→ **Problem to solve**
Write each entry out once more, please, precisely as shown.

Content starts

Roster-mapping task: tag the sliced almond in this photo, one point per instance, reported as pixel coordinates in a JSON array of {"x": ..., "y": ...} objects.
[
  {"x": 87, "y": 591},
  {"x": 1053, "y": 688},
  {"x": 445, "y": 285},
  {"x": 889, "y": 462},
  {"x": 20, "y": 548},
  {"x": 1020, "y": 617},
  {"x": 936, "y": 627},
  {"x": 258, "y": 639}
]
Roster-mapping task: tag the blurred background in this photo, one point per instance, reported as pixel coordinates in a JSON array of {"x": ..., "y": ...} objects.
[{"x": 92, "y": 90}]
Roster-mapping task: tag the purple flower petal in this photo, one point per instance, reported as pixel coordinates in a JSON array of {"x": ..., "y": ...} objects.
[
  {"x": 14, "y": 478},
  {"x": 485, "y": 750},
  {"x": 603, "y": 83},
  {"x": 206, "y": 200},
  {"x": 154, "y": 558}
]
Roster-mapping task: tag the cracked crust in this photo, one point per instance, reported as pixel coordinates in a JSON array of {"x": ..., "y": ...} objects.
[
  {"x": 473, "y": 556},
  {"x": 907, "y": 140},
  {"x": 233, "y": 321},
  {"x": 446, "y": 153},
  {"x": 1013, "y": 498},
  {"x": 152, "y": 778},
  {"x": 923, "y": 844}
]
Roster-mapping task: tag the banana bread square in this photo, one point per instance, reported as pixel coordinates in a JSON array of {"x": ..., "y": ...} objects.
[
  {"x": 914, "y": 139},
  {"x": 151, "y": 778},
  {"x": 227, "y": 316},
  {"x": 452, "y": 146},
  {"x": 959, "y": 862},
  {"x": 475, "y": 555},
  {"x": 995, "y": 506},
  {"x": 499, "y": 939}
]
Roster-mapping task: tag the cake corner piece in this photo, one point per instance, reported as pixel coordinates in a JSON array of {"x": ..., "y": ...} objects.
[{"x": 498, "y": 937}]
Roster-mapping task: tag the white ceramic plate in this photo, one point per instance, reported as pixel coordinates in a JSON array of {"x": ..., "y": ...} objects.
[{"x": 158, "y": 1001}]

Content ends

→ **Solution for this exercise**
Roster-mapping task: tag the sliced almond in this photo, one point per instance, reported as pixel coordinates in a JSON array of {"x": ..., "y": ...} objects.
[
  {"x": 87, "y": 591},
  {"x": 1053, "y": 688},
  {"x": 445, "y": 285},
  {"x": 889, "y": 462},
  {"x": 20, "y": 548},
  {"x": 1020, "y": 617},
  {"x": 936, "y": 627},
  {"x": 258, "y": 639}
]
Roster-mapping task: tag the blurred background in this photo, one point per instance, reported as pixel coordinates in a JSON array of {"x": ..., "y": ...} objects.
[{"x": 92, "y": 90}]
Roster-mapping task: tag the purple flower petal in this photo, one point per instance, reported as pixel coordinates in a JSON array of {"x": ..., "y": ...} objects.
[
  {"x": 14, "y": 478},
  {"x": 485, "y": 750},
  {"x": 603, "y": 83},
  {"x": 206, "y": 200},
  {"x": 154, "y": 558}
]
Roster-mapping task: tag the cracked crust in this photo, one point per instance, reported as pixel coordinates in a JSON array of {"x": ..., "y": ...} objects.
[
  {"x": 473, "y": 556},
  {"x": 907, "y": 140},
  {"x": 233, "y": 321},
  {"x": 446, "y": 153},
  {"x": 1013, "y": 498},
  {"x": 152, "y": 778},
  {"x": 923, "y": 844}
]
Roster-mapping task: tag the banana bread square in this photo, one point per instance, reported as pixel coordinates in a JSON array of {"x": ..., "y": ...} objects.
[
  {"x": 914, "y": 139},
  {"x": 151, "y": 778},
  {"x": 227, "y": 316},
  {"x": 452, "y": 146},
  {"x": 959, "y": 862},
  {"x": 475, "y": 555},
  {"x": 995, "y": 506},
  {"x": 499, "y": 939}
]
Roster-mapping task: tag the cake corner piece in this photo, one point per instance, reported as pixel coordinates in a JSON array of {"x": ..., "y": ...} objects.
[{"x": 498, "y": 937}]
Roster-mapping task: tag the white ceramic plate in this photo, one point per instance, reported as pixel coordinates in a JSON array of {"x": ..., "y": ...} objects.
[{"x": 158, "y": 1001}]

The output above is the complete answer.